====== Provided records ======

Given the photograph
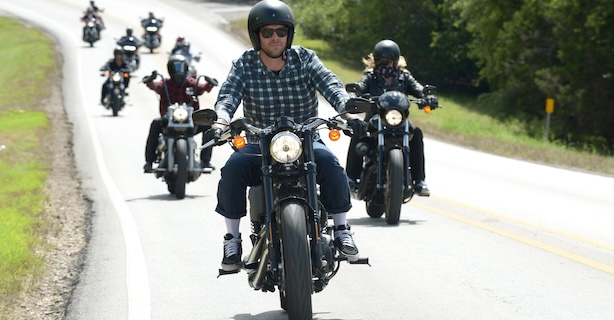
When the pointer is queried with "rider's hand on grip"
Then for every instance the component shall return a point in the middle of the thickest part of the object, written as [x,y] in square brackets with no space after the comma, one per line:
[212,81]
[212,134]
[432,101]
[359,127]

======
====== Provided records ======

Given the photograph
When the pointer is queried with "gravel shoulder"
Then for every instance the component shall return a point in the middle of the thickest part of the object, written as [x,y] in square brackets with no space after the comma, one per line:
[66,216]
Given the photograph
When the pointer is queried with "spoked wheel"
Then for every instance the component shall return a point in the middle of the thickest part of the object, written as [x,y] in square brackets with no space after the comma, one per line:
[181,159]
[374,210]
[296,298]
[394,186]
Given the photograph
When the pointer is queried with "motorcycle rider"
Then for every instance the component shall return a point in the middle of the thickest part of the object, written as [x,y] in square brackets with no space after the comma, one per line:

======

__Work to be completed__
Report each line above that includes the string "queried".

__Task response__
When the pointer is queried with "rider's hand on grip"
When the pointer is queried with "gravel shoulder"
When the pointer is queried with "spoked wheel"
When the pointer is queried with "motorcycle rider"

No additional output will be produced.